Stored data entries
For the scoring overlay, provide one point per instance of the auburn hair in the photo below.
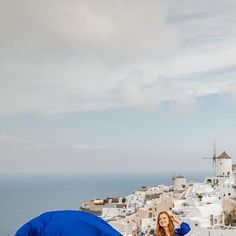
(160, 230)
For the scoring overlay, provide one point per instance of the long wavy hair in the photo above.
(160, 230)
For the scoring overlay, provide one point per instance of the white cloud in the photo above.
(7, 141)
(66, 56)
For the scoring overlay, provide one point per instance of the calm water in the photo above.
(24, 197)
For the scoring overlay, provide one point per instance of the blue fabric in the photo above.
(183, 229)
(67, 223)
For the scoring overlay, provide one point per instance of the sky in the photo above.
(116, 86)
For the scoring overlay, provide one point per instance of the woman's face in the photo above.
(163, 220)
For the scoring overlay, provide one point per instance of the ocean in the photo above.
(25, 197)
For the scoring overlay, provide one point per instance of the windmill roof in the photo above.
(224, 155)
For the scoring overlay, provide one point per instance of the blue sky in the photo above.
(116, 86)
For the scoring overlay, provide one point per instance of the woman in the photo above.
(165, 225)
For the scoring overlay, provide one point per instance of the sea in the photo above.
(24, 197)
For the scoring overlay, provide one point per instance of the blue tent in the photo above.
(67, 223)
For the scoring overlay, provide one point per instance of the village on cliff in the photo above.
(209, 207)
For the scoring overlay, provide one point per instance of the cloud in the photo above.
(13, 142)
(69, 56)
(6, 140)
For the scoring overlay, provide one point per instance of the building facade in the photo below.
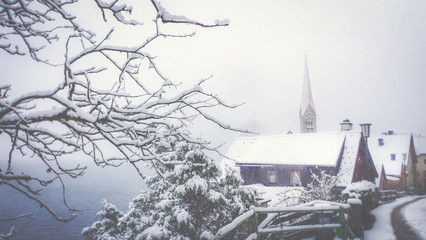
(420, 146)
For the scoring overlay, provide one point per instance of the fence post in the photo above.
(255, 224)
(342, 221)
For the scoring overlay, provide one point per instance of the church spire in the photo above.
(308, 121)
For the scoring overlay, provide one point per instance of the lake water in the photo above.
(86, 194)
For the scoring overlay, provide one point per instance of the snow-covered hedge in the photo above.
(186, 201)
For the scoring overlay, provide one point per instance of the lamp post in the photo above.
(404, 157)
(365, 128)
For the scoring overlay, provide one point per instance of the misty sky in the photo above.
(366, 59)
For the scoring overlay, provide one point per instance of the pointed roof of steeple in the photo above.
(307, 98)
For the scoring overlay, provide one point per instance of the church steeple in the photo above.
(308, 117)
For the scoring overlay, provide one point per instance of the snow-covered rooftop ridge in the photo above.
(290, 149)
(349, 156)
(393, 147)
(391, 150)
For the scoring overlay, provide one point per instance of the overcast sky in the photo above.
(366, 60)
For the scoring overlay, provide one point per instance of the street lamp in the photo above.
(365, 128)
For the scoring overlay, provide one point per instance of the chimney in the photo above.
(346, 125)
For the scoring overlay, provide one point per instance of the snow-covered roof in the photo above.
(390, 150)
(320, 149)
(420, 145)
(350, 153)
(392, 168)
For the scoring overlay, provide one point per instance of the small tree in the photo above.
(110, 94)
(187, 200)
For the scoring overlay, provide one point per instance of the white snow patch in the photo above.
(415, 215)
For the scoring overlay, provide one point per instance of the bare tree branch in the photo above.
(111, 103)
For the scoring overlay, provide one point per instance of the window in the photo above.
(295, 178)
(272, 176)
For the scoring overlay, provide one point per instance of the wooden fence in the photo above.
(256, 230)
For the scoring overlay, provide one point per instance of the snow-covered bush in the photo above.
(186, 201)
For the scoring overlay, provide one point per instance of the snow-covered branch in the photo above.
(113, 102)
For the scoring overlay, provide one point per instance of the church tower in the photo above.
(308, 116)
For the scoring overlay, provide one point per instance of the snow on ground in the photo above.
(382, 228)
(415, 215)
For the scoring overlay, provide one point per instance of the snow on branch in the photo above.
(113, 102)
(168, 17)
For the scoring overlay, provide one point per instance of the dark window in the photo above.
(272, 176)
(295, 178)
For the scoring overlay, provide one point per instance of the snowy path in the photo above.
(402, 228)
(382, 228)
(415, 215)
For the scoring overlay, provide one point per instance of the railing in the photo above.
(316, 207)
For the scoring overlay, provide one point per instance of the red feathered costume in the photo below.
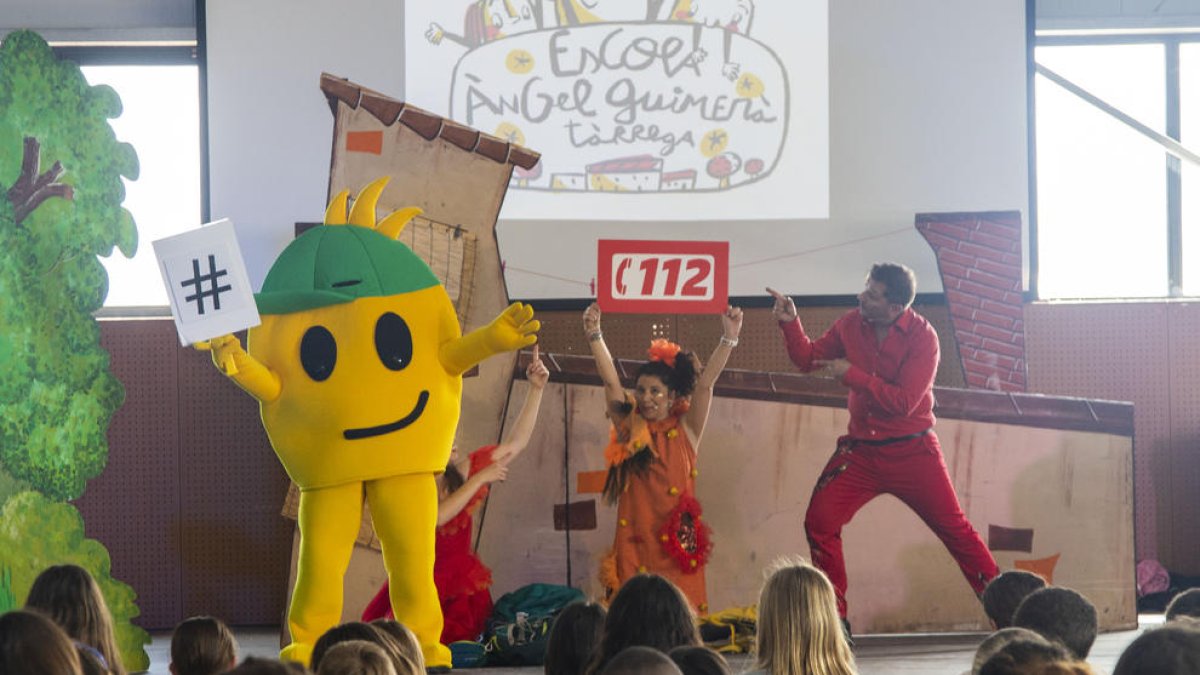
(463, 580)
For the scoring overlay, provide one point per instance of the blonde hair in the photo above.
(355, 657)
(405, 639)
(799, 632)
(34, 644)
(70, 596)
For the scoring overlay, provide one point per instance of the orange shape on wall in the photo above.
(364, 142)
(591, 482)
(1042, 567)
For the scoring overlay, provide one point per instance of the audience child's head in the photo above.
(31, 644)
(1185, 604)
(257, 665)
(574, 638)
(202, 645)
(1173, 649)
(640, 661)
(798, 631)
(405, 638)
(90, 663)
(1006, 592)
(1061, 615)
(700, 661)
(70, 596)
(360, 631)
(648, 611)
(355, 657)
(999, 640)
(1033, 657)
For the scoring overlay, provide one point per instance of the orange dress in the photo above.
(659, 526)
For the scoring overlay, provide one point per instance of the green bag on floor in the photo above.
(519, 629)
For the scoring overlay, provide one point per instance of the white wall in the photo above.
(928, 113)
(270, 129)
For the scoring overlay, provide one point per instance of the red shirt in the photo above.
(891, 384)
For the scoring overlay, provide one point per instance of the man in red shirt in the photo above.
(887, 354)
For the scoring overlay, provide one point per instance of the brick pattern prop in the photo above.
(979, 258)
(1059, 467)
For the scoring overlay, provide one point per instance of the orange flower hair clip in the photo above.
(665, 351)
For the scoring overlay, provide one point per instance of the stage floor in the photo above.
(876, 655)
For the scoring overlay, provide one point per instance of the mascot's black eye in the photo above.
(394, 341)
(318, 352)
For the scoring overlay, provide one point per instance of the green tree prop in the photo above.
(57, 394)
(36, 532)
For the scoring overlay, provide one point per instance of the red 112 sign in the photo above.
(640, 276)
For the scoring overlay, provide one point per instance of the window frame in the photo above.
(1170, 41)
(183, 53)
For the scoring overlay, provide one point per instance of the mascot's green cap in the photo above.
(340, 263)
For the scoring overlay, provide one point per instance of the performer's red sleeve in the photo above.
(915, 380)
(803, 351)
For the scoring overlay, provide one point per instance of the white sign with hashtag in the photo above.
(207, 282)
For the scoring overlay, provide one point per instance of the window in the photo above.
(161, 119)
(1115, 203)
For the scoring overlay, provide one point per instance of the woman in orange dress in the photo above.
(463, 581)
(652, 459)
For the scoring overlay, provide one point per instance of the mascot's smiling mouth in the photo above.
(366, 432)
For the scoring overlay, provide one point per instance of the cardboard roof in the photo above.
(429, 125)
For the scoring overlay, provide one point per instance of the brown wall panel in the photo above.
(1117, 351)
(235, 545)
(133, 506)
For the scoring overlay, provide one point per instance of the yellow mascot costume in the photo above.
(358, 369)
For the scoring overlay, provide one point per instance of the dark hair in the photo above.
(257, 665)
(202, 645)
(33, 644)
(1173, 649)
(899, 281)
(649, 611)
(700, 661)
(574, 638)
(1185, 604)
(639, 661)
(1006, 592)
(358, 631)
(681, 380)
(70, 596)
(90, 662)
(1062, 615)
(1025, 657)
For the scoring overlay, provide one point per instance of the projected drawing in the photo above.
(640, 96)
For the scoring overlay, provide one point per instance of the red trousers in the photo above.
(913, 471)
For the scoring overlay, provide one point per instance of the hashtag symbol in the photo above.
(198, 281)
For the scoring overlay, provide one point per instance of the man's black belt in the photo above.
(889, 441)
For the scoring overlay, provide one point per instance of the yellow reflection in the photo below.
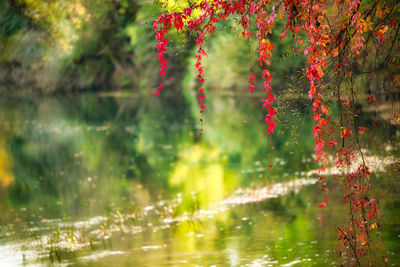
(200, 170)
(6, 176)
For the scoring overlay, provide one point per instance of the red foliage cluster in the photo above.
(334, 42)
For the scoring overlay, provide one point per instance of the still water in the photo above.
(97, 180)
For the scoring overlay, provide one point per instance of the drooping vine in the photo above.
(337, 38)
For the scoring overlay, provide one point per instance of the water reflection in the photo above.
(88, 180)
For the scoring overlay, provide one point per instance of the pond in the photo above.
(105, 180)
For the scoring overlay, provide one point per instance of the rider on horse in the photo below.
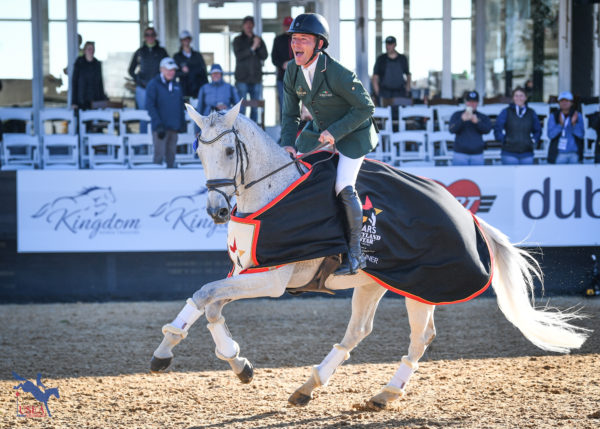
(341, 109)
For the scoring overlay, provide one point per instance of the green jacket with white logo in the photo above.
(338, 103)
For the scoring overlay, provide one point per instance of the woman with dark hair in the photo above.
(86, 84)
(518, 128)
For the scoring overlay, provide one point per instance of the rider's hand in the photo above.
(290, 149)
(326, 137)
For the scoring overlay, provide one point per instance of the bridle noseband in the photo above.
(241, 161)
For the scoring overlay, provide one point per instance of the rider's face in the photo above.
(303, 46)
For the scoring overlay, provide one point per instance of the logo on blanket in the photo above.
(469, 195)
(369, 230)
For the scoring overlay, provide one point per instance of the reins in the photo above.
(241, 156)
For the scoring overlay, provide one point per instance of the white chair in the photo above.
(93, 122)
(106, 151)
(440, 145)
(19, 114)
(130, 119)
(419, 113)
(52, 121)
(60, 151)
(409, 148)
(20, 151)
(185, 157)
(383, 119)
(141, 151)
(444, 112)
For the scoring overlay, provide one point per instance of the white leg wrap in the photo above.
(226, 347)
(187, 316)
(336, 356)
(403, 374)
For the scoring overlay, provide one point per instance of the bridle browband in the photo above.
(242, 162)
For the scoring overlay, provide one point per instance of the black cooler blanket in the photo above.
(419, 240)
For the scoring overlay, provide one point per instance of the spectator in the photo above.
(164, 103)
(192, 68)
(250, 52)
(280, 55)
(217, 95)
(518, 128)
(144, 65)
(469, 125)
(566, 132)
(391, 76)
(86, 83)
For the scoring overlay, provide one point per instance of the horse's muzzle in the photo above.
(219, 214)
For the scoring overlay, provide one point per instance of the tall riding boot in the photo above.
(354, 216)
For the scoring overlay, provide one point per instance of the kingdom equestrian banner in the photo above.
(165, 210)
(115, 211)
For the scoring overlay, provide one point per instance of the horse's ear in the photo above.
(196, 117)
(230, 117)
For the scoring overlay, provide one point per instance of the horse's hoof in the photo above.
(247, 373)
(158, 364)
(376, 406)
(299, 399)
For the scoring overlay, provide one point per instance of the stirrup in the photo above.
(347, 269)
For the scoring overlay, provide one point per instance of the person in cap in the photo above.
(519, 129)
(565, 132)
(341, 111)
(86, 83)
(250, 52)
(469, 125)
(217, 95)
(192, 68)
(144, 65)
(280, 55)
(164, 102)
(391, 75)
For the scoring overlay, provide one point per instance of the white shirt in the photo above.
(309, 72)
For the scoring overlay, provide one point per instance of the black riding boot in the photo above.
(353, 210)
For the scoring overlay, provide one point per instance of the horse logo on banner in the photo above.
(40, 395)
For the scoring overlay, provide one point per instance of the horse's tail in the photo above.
(513, 281)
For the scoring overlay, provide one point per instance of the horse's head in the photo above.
(224, 158)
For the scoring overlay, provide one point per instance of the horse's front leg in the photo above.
(422, 333)
(365, 300)
(265, 284)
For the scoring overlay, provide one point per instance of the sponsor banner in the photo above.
(165, 210)
(539, 205)
(115, 210)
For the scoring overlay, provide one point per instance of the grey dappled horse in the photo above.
(234, 151)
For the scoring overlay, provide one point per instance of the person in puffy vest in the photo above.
(566, 132)
(341, 112)
(519, 129)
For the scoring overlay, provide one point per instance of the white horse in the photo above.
(233, 146)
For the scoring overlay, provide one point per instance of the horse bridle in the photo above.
(241, 156)
(241, 161)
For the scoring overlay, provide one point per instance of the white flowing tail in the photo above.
(513, 282)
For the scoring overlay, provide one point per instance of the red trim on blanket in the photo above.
(416, 298)
(284, 193)
(256, 224)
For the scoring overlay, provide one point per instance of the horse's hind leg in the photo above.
(422, 333)
(365, 300)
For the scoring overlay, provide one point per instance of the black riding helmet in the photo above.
(311, 23)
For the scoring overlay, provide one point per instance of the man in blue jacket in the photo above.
(164, 102)
(469, 125)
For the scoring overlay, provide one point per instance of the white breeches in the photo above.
(347, 172)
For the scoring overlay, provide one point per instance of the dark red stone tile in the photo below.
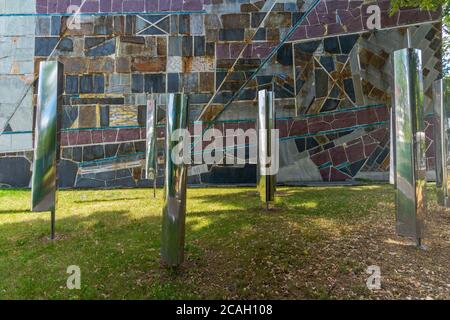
(355, 152)
(128, 134)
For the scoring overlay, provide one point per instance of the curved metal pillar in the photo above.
(174, 211)
(266, 124)
(410, 144)
(151, 169)
(441, 104)
(46, 139)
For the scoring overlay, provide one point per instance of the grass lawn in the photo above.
(316, 244)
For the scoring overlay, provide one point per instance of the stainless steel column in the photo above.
(265, 125)
(46, 139)
(174, 211)
(441, 104)
(410, 143)
(151, 169)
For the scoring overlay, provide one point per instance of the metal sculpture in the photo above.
(266, 125)
(46, 140)
(151, 165)
(441, 104)
(174, 211)
(410, 144)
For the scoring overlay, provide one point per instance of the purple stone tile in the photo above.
(151, 5)
(321, 8)
(313, 18)
(356, 3)
(335, 28)
(117, 6)
(133, 6)
(299, 34)
(315, 31)
(164, 5)
(63, 6)
(52, 6)
(41, 6)
(105, 5)
(176, 5)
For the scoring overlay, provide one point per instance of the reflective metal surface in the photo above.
(266, 123)
(410, 143)
(174, 211)
(441, 113)
(150, 163)
(46, 139)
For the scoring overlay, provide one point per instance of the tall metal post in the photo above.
(151, 169)
(174, 211)
(266, 152)
(46, 139)
(410, 144)
(441, 104)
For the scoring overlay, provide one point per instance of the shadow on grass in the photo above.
(228, 250)
(108, 200)
(24, 211)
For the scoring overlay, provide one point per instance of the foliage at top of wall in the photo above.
(433, 5)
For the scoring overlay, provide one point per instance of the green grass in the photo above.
(234, 248)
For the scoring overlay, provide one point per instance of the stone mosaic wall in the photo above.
(331, 78)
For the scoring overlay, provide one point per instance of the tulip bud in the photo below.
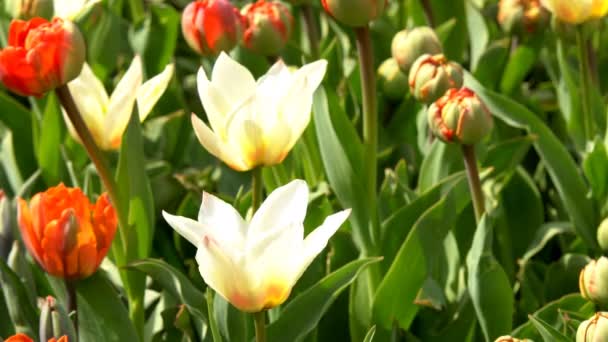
(55, 321)
(460, 116)
(408, 45)
(602, 235)
(355, 13)
(393, 82)
(593, 281)
(595, 329)
(510, 339)
(269, 25)
(431, 76)
(41, 56)
(212, 26)
(6, 230)
(521, 16)
(27, 9)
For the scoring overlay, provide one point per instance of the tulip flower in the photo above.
(70, 9)
(212, 26)
(253, 123)
(66, 234)
(269, 26)
(576, 12)
(107, 117)
(254, 264)
(41, 56)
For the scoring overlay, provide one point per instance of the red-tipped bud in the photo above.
(431, 76)
(355, 13)
(212, 26)
(269, 26)
(460, 116)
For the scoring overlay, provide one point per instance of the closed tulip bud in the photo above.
(393, 82)
(268, 27)
(354, 13)
(431, 76)
(510, 339)
(41, 56)
(576, 12)
(409, 45)
(254, 264)
(212, 26)
(67, 234)
(522, 16)
(55, 321)
(595, 329)
(460, 116)
(593, 281)
(602, 235)
(27, 9)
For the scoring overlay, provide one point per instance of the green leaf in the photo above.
(341, 152)
(549, 333)
(22, 313)
(102, 312)
(174, 282)
(489, 286)
(303, 313)
(559, 163)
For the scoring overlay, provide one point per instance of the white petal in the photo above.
(232, 80)
(121, 103)
(191, 230)
(91, 100)
(223, 220)
(149, 92)
(283, 207)
(215, 146)
(316, 241)
(216, 106)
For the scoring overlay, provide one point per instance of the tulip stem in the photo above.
(370, 123)
(256, 189)
(259, 319)
(311, 28)
(470, 163)
(72, 304)
(215, 333)
(586, 82)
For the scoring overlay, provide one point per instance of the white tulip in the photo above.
(106, 116)
(255, 123)
(255, 264)
(70, 9)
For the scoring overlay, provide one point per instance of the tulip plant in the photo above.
(303, 170)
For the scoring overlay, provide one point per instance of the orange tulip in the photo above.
(25, 338)
(67, 235)
(41, 55)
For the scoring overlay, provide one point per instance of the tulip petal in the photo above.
(225, 222)
(317, 240)
(91, 100)
(121, 104)
(284, 206)
(149, 92)
(191, 230)
(232, 80)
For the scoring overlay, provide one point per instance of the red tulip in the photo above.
(212, 26)
(41, 55)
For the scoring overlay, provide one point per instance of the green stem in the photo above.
(311, 28)
(470, 163)
(72, 304)
(210, 313)
(370, 124)
(256, 188)
(259, 319)
(586, 81)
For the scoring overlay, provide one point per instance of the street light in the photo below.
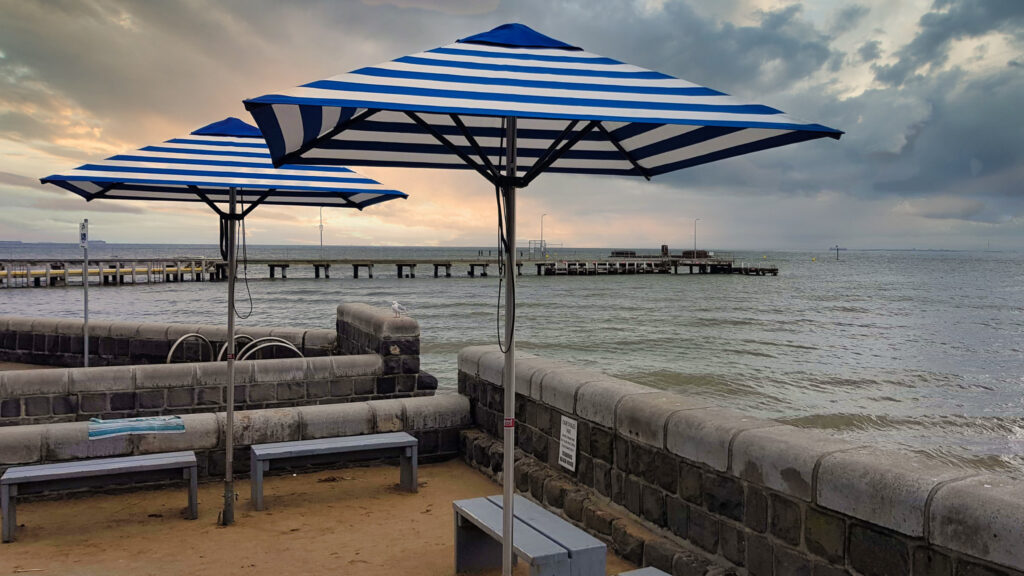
(695, 238)
(544, 251)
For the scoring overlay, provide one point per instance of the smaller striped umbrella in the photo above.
(216, 164)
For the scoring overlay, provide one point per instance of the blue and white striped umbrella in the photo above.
(206, 164)
(512, 104)
(577, 112)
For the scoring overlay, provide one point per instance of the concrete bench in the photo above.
(263, 454)
(551, 545)
(84, 474)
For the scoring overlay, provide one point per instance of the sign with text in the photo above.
(83, 235)
(566, 449)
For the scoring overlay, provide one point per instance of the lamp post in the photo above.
(695, 238)
(544, 251)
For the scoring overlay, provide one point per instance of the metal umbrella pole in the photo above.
(227, 518)
(508, 375)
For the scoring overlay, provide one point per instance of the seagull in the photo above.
(397, 309)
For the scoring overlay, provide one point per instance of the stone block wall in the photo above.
(434, 420)
(58, 395)
(757, 496)
(51, 341)
(365, 329)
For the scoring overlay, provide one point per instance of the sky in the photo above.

# [Exercise objective]
Where the line containing "green stem in the photo above." appears above, start there and set down each line exactly through the last line of the data; leave out every picture.

# [Problem solution]
For the scoring overlay, provide one point per instance of the green stem in the photo above.
(311, 28)
(470, 163)
(72, 304)
(210, 313)
(370, 124)
(256, 188)
(259, 319)
(586, 81)
For the scoring overlay, provide one point per instance of the street light in the photo below.
(695, 238)
(544, 251)
For the scoring overlay, provide one point per instance of the smaller striped umbrella in the photo above.
(216, 164)
For the scoring overlay, provide one point per instance of the blue and white striped umbrella in the photo above.
(206, 164)
(512, 104)
(577, 112)
For the scoring overlay, provide one point per instance of the concrete bench in the photo above.
(263, 454)
(551, 545)
(84, 474)
For the scoring overlay, provide one point per instance of the sign with text in the photo above.
(83, 235)
(566, 449)
For the scoring overlay, provide one point per instance of the lamp post in the photo above.
(695, 238)
(544, 251)
For the scoring overlay, provide one point per instance of the metal umbrella pole in the photo above.
(227, 518)
(508, 375)
For the scoring overlay, provide one point per instance of the seagull in the photo above.
(397, 309)
For the scoring overlay, provide one point per instance of the stone block wall in the photo above.
(434, 420)
(58, 395)
(757, 496)
(51, 341)
(365, 329)
For the scoring overlay, provide one point per instance of the sky in the photo above.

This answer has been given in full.